→ **EXTRAIT CHOISI**:
***

Lucette Valensi dans son article de 1969, Calamités démographiques en Tunisie et en Méditerranée orientale aux XVIIIe et XIXe siècle nous décrit “qu’au premier, qui commence au mois d’avril, tout le pays, et singulièrement les ports, sont rapidement atteints par le fléau. L’hôpital des esclaves, qui accueille les chrétiens, est bientôt plein. Puis la maladie accorde quelques jours de répit au mois de juin. Elle recule, dans la capitale comme dans le sud. Mais c’est pour redoubler de vigueur quelques jours plus tard : elle enlève 90 personnes par jour à Tunis. Elle fauche la population avec la même ardeur dans le Sahel, à Sousse, Monastir, Djemmal, où le nombre de morts s’élèverait à 300 par jour.

L’épouvante est générale; les consulats se ferment sur leurs administrés, pour couper toute relation avec les populations touchées. Pourtant, aux premiers signes d’accalmie, les portes s’ouvrent, et l’on commence à douter du diagnostic, ou du caractère contagieux de la maladie. Laissons parler ce correspondant : c’est, dit-il, « une maladie violente avec bubons, charbons et tous les autres caractères de la peste, mais heureusement pas assez
répandue ni contagieuse pour obliger les francs à se renfermer ». Et il se flatte qu’on en aura été quitte pour la peur. Au contraire, le voyageur Desfontaines, « docteur-régent de la Faculté de médecine de Paris, qui a voulu voir lui-même plusieurs malades », est moins optimiste et « persiste toujours à croire que la maladie qui règne est la peste ».

Son pessimisme est-il fondé ? La maladie paraît décliner au mois de juillet, ne faisant plus que 12 à 18 victimes par jour dans la capitale. En août, on ne signale aucun accident, ni à Tunis ni sur la côte, et toutes les catégories de la population paraissent épargnées, juifs, maures ou chrétiens. La régression du mal contagieux dans la capitale se confirme en septembre et octobre. Mais il frappe ailleurs : dans la région du Kef, où il aurait fait disparaître un tiers des habitants, au large des côtes tunisiennes, notamment dans l’escadre vénitienne stationnée devant Sousse.

Dès la fin du mois d’octobre, la maladie prend une nouvelle vigueur, et ce troisième assaut est le plus long et le plus impitoyable. A Tunis, chaque jour voit mourir plusieurs centaines de personnes . La capitale aurait déjà perdu 18 000 habitants depuis le début de l’épidémie. Elle exerce ses ravages à l’ouest, à Bizerte, où elle enlève 50 à 80 personnes par jour pendant tout le mois de novembre; à Porto Farina; dans la région de Béja. Les campagnes sont aussi désolées que les villes.”

***

→ **DONNÉES FOURNIES**:
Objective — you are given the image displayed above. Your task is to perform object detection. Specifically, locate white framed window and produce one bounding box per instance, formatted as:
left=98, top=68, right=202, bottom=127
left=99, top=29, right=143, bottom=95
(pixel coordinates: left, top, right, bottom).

***

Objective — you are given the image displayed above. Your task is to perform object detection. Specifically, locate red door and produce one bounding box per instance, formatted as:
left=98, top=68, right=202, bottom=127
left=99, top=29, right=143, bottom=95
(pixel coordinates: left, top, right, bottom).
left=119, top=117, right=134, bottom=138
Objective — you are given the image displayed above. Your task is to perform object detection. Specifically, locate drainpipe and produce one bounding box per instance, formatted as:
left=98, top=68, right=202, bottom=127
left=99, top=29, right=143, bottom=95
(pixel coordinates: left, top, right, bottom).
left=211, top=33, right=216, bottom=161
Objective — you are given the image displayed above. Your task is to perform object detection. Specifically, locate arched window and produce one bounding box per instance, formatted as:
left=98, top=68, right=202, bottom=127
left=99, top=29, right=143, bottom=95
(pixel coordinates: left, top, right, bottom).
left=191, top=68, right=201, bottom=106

***

→ **CONSIGNES**:
A) Répondez à ces questions d'après l'extrait choisi, s'il vous plaît.
(i) Combien de personnes la maladie enlève-t-elle par jour à Tunis quand elle redouble de vigueur après le répit de juin ?
(ii) Quelle part des habitants de la région du Kef aurait-elle fait disparaître ?
(iii) Combien d'habitants la capitale aurait-elle déjà perdus depuis le début de l'épidémie ?
B) Traduisez en anglais cette phrase de l'extrait choisi : « La maladie paraît décliner au mois de juillet, ne faisant plus que 12 à 18 victimes par jour dans la capitale. »

→ **RÉSULTATS PAR TÂCHE**:
A)
(i) 90 personnes par jour.
(ii) Un tiers des habitants.
(iii) 18 000 habitants.

B) The disease seems to decline in July, claiming only 12 to 18 victims a day in the capital.